> _What the task requires_
Put the lines of the material below into a Markdown table with two columns, Row and Line: Row numbers each line, and Line holds its text. Leave out blank lines and pictures.

___

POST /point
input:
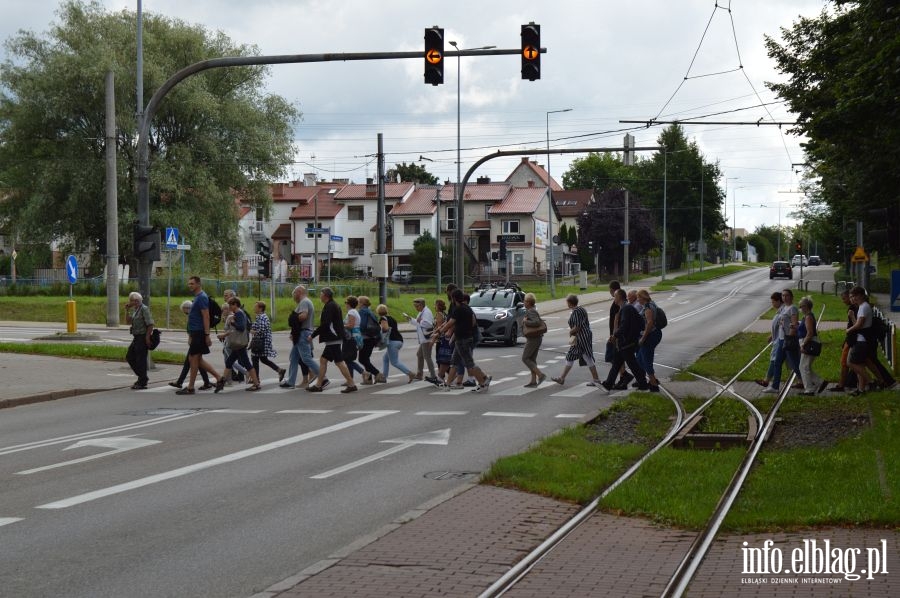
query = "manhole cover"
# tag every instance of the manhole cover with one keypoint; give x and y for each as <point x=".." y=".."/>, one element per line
<point x="450" y="475"/>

___

> _Response to this task_
| Row | Line |
|---|---|
| 1 | POST /point |
| 2 | input: |
| 3 | query = "manhole cover" |
| 4 | # tag every instance of the manhole cover with one keypoint; give x and y for each as <point x=".." y=".."/>, one element per line |
| 5 | <point x="450" y="475"/> |